▸ **TASK REQUIREMENTS**: Copy every line of the data below verbatim, with nothing added, removed, or changed.
____
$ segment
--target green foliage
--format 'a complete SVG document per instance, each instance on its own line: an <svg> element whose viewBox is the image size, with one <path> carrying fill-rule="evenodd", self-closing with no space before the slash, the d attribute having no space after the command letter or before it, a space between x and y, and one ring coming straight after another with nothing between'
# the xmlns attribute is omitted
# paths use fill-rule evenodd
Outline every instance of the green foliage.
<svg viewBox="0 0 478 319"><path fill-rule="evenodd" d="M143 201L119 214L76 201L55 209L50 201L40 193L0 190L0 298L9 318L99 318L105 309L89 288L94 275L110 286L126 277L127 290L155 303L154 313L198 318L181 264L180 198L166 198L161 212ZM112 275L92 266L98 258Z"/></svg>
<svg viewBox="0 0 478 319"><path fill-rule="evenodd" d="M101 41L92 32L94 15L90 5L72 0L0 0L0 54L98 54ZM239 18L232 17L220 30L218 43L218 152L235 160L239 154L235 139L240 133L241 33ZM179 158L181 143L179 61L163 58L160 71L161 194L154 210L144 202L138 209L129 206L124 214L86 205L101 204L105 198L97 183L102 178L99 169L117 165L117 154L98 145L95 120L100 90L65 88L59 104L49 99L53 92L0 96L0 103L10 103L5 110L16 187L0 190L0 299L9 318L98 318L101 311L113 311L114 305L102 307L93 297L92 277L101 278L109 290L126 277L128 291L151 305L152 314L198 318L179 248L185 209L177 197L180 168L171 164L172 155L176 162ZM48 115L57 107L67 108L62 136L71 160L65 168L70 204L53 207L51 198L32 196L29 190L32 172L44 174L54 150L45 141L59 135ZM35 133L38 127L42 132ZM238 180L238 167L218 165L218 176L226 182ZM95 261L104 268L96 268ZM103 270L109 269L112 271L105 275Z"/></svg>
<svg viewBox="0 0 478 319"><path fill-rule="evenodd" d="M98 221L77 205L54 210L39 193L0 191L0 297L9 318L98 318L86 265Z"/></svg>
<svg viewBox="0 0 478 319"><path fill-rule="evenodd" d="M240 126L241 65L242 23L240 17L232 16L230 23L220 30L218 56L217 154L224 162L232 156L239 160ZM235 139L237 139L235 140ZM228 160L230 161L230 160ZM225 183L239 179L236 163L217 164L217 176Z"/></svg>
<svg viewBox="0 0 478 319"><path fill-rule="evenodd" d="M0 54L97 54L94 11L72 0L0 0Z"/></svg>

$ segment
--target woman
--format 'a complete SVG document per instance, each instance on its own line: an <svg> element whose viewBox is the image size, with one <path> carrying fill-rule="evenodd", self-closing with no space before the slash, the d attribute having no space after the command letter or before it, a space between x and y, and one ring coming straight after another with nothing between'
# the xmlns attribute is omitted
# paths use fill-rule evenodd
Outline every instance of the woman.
____
▸ **CORRECT RESPONSE**:
$ segment
--target green foliage
--format 'a complete SVG document per instance, each instance on its own line: an <svg> element whose viewBox is the image size, with one <path> carrying fill-rule="evenodd", self-closing with no space before the slash, the d attribute having no space after the command letter or before it, a space between x and y, and one ring coming straight after another with nothing between'
# the xmlns attribute is omitted
# paths use fill-rule evenodd
Outline every instance of the green foliage.
<svg viewBox="0 0 478 319"><path fill-rule="evenodd" d="M143 201L119 214L76 201L55 209L50 201L40 193L0 190L0 298L9 318L99 318L105 309L89 288L94 275L110 286L126 277L127 290L155 303L154 313L198 318L181 264L180 198L166 198L161 212ZM112 275L92 266L98 258Z"/></svg>
<svg viewBox="0 0 478 319"><path fill-rule="evenodd" d="M101 41L92 32L94 15L90 5L72 0L0 0L0 54L98 54ZM239 18L232 17L220 30L218 43L218 152L235 160L239 154L235 139L240 133L241 33ZM179 158L181 143L179 61L163 58L160 71L161 194L154 210L144 202L138 209L129 206L124 214L86 205L101 204L105 198L97 183L102 178L99 169L117 165L117 154L98 145L95 120L100 90L65 88L59 104L49 99L53 92L0 96L0 103L10 103L5 110L16 187L0 190L0 299L9 318L98 318L101 311L113 311L114 305L102 307L93 297L92 277L101 278L109 290L126 277L128 291L151 305L152 314L198 318L179 248L185 209L177 197L180 168L171 164L172 155L176 162ZM48 115L57 107L67 108L62 136L71 160L65 168L70 204L53 207L51 198L32 196L29 190L32 172L44 174L54 150L45 141L59 135ZM35 133L38 127L42 132ZM238 180L238 167L218 165L218 176L226 182ZM95 261L104 268L96 268ZM103 270L109 269L112 271L105 275Z"/></svg>
<svg viewBox="0 0 478 319"><path fill-rule="evenodd" d="M98 221L77 205L54 210L39 193L0 191L0 297L9 318L98 318L86 265Z"/></svg>
<svg viewBox="0 0 478 319"><path fill-rule="evenodd" d="M240 126L241 65L242 23L240 17L232 16L230 23L220 30L218 56L217 154L224 162L232 156L239 160ZM235 139L237 139L235 140ZM228 160L230 161L230 160ZM225 183L239 179L236 163L217 164L217 176Z"/></svg>
<svg viewBox="0 0 478 319"><path fill-rule="evenodd" d="M0 54L97 54L94 11L72 0L0 0Z"/></svg>

$ segment
--target woman
--format 'a complete SVG document per instance, each instance on its own line: an <svg> element whose viewBox is the image size, with one <path> carrying fill-rule="evenodd", self-closing with no space before the slash, the d attribute having no space after the command letter or before it, a space between x and y, and one ring coming straight after another with nothing between'
# the xmlns attribute is omitted
# paths use fill-rule evenodd
Outline every instance of the woman.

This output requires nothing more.